THE REQUEST.
Could you reproduce word for word the part of the IOMMU patch email below, starting with "[PATCH v2 1/3]" and going on through "the vendor kernel."?

SOURCE PASSAGE.
········

[PATCH v2 1/3] iommu: rockchip: Fix discovery table address encoding

Robin Murphy robin.murphy at arm.com
Thu Jun 15 14:24:42 PDT 2023


On 2023-06-15 21:10, Jonas Karlman wrote:
> The address to the discovery table is currently encoded using the
> following bit layout.
> 
>   31:12 - Address bit 31:0
>   11: 4 - Address bit 39:32
> 
> This is also the bit layout used by the vendor kernel.
> 
> However, testing has shown that addresses to the discovery/page tables
> and memory pages are all encoded using the same bit layout.
> 
> IOMMU v1:
>   31:12 - Address bit 31:0
> 
> IOMMU v2:
>   31:12 - Address bit 31:0
>   11: 8 - Address bit 35:32
>    7: 4 - Address bit 39:36
> 
> Change to use the mk_dtentries ops to encode the discovery table address

Nit: s/discovery/directory/g

> correctly. Also update the bit layout comment for the page address.

········

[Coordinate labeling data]
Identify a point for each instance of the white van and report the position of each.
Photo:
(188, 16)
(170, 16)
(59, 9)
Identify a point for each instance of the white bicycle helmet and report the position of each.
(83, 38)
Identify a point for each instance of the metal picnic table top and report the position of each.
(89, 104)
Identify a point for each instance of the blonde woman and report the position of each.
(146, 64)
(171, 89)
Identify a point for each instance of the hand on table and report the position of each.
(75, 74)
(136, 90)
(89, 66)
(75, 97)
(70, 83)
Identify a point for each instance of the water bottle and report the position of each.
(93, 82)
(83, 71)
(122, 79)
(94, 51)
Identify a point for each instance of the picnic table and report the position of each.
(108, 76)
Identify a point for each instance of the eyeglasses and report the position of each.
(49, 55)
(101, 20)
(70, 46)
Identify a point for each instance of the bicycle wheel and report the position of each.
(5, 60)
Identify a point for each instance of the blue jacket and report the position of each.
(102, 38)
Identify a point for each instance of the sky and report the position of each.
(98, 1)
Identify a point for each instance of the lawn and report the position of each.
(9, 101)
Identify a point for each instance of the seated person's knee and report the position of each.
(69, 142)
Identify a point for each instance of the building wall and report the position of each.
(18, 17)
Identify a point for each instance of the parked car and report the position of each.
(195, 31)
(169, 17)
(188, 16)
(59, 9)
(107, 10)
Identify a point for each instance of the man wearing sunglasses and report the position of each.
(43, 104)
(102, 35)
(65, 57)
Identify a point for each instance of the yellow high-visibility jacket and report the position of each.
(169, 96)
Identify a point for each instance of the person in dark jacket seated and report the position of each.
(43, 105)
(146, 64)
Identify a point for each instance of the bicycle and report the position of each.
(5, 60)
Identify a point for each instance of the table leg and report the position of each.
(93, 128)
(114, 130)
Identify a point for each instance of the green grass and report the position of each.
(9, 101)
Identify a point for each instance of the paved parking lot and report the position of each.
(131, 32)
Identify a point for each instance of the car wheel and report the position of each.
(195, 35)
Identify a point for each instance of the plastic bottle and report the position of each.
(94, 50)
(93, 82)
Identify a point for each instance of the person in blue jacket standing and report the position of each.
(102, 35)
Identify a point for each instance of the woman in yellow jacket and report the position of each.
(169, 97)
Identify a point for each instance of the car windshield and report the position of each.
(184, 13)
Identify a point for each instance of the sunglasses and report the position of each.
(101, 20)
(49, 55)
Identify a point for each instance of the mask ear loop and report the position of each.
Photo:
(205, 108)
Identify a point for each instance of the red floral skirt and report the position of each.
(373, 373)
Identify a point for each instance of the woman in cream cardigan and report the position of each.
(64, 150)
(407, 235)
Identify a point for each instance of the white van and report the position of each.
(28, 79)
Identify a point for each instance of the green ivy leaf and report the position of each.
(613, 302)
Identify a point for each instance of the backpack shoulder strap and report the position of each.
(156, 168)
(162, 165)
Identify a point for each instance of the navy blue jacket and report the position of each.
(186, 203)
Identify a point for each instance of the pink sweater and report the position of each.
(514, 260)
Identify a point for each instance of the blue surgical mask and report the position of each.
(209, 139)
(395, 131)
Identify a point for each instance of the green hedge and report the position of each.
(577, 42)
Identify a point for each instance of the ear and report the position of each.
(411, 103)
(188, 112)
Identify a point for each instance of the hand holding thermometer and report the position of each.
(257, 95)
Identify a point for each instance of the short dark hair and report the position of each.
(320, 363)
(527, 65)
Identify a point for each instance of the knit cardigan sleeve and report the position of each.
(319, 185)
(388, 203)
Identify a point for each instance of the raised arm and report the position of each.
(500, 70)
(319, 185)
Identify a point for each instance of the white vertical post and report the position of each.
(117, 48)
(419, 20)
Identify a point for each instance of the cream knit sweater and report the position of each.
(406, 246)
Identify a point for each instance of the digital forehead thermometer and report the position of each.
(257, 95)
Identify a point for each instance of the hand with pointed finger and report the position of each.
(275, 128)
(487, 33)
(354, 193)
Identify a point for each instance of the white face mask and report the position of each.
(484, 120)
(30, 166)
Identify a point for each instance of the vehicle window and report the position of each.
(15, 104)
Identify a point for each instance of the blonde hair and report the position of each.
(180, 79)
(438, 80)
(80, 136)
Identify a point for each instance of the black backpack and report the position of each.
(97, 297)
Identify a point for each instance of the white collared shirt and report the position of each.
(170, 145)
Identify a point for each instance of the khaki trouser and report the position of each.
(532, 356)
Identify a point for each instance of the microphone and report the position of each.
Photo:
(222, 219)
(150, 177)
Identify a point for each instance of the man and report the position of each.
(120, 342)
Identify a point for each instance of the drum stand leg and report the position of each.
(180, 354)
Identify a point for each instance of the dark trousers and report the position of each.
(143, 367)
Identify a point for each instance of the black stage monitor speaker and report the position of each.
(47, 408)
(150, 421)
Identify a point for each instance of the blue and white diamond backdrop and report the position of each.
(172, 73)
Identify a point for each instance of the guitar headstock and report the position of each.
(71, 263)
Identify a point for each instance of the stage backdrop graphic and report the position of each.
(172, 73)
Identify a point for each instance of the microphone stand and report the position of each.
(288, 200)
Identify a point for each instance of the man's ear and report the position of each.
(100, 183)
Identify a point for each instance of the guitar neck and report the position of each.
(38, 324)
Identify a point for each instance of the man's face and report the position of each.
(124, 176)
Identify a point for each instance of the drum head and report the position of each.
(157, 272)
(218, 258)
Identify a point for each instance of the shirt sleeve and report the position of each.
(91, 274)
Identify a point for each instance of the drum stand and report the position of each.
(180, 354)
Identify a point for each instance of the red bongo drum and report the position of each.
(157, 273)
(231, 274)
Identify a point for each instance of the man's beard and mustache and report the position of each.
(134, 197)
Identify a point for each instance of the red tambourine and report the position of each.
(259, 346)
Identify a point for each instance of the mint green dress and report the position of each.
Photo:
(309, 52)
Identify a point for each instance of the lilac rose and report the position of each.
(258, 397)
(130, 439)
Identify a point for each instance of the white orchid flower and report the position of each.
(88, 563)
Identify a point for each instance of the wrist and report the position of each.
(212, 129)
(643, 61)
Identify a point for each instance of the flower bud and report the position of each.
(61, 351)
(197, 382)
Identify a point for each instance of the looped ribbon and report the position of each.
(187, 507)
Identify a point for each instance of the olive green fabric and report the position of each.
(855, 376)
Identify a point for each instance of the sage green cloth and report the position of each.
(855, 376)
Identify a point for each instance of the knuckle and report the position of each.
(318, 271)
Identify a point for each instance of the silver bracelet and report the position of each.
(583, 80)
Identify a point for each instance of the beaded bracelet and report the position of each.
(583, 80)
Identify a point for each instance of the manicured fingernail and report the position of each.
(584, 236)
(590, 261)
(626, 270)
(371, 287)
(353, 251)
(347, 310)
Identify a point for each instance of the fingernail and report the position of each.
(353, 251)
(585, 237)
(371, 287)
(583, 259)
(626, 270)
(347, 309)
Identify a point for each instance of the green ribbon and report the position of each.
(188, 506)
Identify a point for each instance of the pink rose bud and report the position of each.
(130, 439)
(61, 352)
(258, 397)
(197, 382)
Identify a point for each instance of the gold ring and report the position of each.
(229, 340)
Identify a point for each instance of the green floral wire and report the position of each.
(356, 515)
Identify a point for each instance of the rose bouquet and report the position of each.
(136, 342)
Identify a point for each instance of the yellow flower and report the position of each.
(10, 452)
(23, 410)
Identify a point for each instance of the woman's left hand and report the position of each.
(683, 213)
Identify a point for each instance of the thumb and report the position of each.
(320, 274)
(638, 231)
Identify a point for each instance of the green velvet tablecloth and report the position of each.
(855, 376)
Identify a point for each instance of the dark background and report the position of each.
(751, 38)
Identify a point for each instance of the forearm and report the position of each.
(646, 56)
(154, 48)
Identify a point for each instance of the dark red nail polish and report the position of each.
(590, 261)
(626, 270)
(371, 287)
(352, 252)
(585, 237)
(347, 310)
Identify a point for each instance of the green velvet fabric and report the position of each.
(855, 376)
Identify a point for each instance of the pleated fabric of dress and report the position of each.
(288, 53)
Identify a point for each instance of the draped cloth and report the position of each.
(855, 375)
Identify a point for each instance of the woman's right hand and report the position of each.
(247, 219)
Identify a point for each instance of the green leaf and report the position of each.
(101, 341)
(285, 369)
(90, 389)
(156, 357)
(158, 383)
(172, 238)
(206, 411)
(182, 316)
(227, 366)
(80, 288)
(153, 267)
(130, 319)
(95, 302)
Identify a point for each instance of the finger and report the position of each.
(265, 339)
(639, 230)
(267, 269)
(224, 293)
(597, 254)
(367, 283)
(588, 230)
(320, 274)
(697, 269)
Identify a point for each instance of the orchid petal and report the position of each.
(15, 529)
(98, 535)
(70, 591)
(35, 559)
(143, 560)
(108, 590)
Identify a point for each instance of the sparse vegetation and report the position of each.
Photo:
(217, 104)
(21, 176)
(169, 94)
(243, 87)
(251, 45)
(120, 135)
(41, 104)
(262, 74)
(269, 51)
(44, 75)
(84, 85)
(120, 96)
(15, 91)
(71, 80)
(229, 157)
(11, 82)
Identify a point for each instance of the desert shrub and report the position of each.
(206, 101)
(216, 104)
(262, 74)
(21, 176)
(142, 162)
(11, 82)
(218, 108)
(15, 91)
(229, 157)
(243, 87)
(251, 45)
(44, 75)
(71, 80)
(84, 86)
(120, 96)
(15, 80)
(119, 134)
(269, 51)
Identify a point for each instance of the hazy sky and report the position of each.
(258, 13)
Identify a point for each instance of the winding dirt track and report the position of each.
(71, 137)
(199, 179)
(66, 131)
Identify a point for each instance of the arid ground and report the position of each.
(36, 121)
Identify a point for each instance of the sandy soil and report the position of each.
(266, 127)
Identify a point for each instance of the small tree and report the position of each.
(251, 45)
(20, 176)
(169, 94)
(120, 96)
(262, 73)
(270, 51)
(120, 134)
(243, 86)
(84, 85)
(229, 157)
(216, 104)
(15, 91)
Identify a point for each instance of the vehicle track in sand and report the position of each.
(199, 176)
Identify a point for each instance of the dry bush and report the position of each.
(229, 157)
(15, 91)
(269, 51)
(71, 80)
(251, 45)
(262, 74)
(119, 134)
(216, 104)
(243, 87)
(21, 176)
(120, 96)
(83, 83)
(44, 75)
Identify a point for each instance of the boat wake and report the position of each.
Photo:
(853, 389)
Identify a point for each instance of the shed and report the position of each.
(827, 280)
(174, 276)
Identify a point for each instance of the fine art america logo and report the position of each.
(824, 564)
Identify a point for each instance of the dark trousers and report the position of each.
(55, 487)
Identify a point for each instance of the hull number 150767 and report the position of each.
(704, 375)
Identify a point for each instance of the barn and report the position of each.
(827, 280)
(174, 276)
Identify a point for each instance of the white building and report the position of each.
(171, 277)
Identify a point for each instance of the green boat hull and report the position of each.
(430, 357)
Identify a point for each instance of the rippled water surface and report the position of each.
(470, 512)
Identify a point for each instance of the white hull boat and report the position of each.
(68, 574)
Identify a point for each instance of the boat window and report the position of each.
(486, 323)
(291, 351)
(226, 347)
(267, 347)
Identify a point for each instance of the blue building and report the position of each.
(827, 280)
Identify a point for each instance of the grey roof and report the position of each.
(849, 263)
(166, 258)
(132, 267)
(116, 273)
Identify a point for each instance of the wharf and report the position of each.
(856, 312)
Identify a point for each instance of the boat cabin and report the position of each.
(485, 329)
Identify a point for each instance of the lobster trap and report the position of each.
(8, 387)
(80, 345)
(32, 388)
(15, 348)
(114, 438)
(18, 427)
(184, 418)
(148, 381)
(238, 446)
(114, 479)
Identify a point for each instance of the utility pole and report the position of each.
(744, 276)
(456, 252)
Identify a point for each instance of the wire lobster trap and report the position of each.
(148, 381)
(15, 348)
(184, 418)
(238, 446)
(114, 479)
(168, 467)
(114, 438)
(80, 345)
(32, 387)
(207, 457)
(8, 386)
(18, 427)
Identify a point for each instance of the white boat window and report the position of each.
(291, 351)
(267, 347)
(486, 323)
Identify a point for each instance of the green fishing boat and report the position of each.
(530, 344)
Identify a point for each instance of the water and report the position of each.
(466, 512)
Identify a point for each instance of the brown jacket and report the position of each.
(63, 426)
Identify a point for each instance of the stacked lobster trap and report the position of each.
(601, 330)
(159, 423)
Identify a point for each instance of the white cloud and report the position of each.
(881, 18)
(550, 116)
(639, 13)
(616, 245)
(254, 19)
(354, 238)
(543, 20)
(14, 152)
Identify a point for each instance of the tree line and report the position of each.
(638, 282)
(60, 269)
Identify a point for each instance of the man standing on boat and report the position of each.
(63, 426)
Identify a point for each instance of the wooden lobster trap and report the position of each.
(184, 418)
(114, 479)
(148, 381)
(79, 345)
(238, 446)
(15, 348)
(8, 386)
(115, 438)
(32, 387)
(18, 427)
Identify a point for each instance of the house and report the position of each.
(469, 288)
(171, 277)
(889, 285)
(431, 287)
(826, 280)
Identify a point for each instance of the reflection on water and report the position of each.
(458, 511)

········

WRITTEN ANSWER.
[PATCH v2 1/3] iommu: rockchip: Fix discovery table address encoding

Robin Murphy robin.murphy at arm.com
Thu Jun 15 14:24:42 PDT 2023


On 2023-06-15 21:10, Jonas Karlman wrote:
> The address to the discovery table is currently encoded using the
> following bit layout.
> 
>   31:12 - Address bit 31:0
>   11: 4 - Address bit 39:32
> 
> This is also the bit layout used by the vendor kernel.